For more low-level details, refer to the following classes:
- [xformula.syntax.EBNFExpressionBuilderProtocol](src/xformula/syntax/grammar/definitions/abc/ebnf_expression_builder_protocol.py#L164)
- [xformula.syntax.SyntaxContext](src/xformula/syntax/core/context/abc/syntax_context.py#L104)
- [xformula.syntax.TaggedDefinitionIterator](src/xformula/syntax/core/customization/tagging/tagged_definition_iterator.py#L13)
## Portability
Since Lark is available for various programming languages, the grammars
generated by XFormula can be used in those languages out of the box. To achieve
the same dynamic transformation capabilities as XFormula's generated parser, it
is necessary to align with the
[NonTerminalOperationClassBuilder.transform_parse_tree](src/xformula/syntax/core/features/operations/runtime/reflection/non_terminal_operation_class_builder.py#L236)
function, which automatically resolves operator associativity and precedence.
For a list of available Lark implementations, see the
[extra features](https://lark-parser.readthedocs.io/en/stable/features.html#extra-features)
section in the Lark documentation.
## Real-world Example
For an overview of the default features and an example runtime implementation
for the language, check out the
[django-xformula](https://github.com/ertgl/django-xformula) project. This
[Django](https://www.djangoproject.com/) application transforms formulas into
SQL queries using Django's powerful
[ORM](https://en.wikipedia.org/wiki/Object–relational_mapping) capabilities.
## License
This project is licensed under the
[MIT License](https://opensource.org/license/mit).
See the [LICENSE](LICENSE) file for more information.

◆ PROBLEMS TO SOLVE
(a) Translate this sentence from the XFormula text into Spanish: "This project is licensed under the MIT License."
(b) Duplicate the stretch of the records from their first line through the line that contains "(118, 62), (460, 342)", including both of those lines.
The records that follow come from a different source than the XFormula text above.

◆ DATA FOR THE TASK
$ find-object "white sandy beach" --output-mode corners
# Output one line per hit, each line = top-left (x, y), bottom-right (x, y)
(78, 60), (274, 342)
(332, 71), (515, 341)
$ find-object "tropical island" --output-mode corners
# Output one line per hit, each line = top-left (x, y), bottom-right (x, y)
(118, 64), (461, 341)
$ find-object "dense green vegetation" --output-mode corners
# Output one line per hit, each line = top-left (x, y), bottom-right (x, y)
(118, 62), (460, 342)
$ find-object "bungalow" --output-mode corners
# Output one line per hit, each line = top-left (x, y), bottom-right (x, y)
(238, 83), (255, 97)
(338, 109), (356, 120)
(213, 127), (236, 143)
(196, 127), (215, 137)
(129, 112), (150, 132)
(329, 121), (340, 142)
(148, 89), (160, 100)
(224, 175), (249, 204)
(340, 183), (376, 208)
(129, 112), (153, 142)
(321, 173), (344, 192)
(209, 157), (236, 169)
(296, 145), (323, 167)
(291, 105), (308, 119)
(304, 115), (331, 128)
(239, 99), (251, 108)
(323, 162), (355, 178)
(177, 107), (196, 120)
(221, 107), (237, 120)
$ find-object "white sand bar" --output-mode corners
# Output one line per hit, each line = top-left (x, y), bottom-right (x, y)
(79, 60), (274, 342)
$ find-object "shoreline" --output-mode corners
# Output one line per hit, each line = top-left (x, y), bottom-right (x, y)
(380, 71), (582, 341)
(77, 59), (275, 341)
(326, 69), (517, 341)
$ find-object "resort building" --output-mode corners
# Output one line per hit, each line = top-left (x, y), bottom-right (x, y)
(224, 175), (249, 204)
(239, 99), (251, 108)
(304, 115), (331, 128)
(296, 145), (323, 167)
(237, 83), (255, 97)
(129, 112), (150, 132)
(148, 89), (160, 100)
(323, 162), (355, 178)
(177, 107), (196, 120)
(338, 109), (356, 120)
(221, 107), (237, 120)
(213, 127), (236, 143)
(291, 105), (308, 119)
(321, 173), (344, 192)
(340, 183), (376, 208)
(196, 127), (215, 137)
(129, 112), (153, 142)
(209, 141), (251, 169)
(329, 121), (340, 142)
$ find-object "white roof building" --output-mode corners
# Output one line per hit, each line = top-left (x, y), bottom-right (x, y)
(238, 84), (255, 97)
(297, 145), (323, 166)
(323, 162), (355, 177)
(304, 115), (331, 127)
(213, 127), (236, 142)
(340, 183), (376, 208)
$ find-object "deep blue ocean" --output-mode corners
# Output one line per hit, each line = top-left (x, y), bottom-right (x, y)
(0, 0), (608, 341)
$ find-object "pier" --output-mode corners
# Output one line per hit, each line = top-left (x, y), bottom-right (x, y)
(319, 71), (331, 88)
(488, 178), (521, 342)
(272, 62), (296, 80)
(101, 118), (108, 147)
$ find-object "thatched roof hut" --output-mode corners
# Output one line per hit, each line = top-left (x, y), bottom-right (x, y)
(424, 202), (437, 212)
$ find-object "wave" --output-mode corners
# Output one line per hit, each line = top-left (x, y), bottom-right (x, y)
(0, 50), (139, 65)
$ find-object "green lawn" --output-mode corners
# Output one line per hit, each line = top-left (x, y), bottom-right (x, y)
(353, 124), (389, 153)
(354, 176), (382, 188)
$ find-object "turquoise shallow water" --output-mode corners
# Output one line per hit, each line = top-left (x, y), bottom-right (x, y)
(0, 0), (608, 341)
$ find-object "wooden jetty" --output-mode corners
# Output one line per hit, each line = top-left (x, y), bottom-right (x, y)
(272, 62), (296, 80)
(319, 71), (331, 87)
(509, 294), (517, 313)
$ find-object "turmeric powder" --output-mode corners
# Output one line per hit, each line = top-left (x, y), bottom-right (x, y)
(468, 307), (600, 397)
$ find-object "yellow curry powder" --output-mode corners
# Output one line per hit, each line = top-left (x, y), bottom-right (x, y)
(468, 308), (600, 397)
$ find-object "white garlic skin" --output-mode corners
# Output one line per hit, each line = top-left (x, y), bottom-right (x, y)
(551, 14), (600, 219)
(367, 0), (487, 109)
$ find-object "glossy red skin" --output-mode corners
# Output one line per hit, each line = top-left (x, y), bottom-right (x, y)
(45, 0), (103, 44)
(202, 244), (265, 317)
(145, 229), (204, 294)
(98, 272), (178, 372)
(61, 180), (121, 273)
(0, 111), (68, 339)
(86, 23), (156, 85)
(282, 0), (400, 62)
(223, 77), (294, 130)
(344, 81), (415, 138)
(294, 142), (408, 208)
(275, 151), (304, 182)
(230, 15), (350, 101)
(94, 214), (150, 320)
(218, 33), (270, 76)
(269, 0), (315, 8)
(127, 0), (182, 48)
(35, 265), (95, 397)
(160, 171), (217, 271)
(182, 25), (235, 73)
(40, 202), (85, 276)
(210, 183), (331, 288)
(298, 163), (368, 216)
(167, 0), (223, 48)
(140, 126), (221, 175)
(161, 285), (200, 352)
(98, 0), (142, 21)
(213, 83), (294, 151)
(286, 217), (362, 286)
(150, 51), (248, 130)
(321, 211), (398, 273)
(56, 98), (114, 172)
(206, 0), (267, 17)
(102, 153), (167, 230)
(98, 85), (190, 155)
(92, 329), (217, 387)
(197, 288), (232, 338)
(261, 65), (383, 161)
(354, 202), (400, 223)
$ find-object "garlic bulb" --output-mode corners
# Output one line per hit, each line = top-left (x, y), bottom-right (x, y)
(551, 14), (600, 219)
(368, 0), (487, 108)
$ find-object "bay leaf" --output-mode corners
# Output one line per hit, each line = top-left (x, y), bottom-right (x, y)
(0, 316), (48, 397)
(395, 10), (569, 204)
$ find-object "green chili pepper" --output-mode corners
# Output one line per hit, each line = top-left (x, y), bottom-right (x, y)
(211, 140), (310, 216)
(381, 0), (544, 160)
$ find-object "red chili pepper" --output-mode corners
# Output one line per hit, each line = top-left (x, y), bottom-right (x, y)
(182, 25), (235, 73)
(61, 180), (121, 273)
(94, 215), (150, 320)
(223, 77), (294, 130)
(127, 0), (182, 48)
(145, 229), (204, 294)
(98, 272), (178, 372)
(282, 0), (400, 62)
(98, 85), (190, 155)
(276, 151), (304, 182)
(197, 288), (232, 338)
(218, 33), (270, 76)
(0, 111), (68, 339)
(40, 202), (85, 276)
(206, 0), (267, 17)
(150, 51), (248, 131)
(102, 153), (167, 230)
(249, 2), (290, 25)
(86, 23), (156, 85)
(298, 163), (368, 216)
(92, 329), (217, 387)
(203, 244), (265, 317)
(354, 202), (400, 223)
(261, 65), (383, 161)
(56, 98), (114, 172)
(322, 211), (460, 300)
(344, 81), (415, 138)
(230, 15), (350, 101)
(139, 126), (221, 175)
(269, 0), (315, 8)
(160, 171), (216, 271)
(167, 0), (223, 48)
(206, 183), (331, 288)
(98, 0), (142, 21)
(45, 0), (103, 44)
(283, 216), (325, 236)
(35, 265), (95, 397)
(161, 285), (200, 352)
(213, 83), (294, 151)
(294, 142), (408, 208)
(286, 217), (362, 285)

◆ COMPLETE ANSWERS
(a) Este proyecto está licenciado bajo la Licencia MIT.

(b)
$ find-object "white sandy beach" --output-mode corners
# Output one line per hit, each line = top-left (x, y), bottom-right (x, y)
(78, 60), (274, 342)
(332, 71), (515, 341)
$ find-object "tropical island" --output-mode corners
# Output one line per hit, each line = top-left (x, y), bottom-right (x, y)
(118, 64), (461, 341)
$ find-object "dense green vegetation" --output-mode corners
# Output one line per hit, each line = top-left (x, y), bottom-right (x, y)
(118, 62), (460, 342)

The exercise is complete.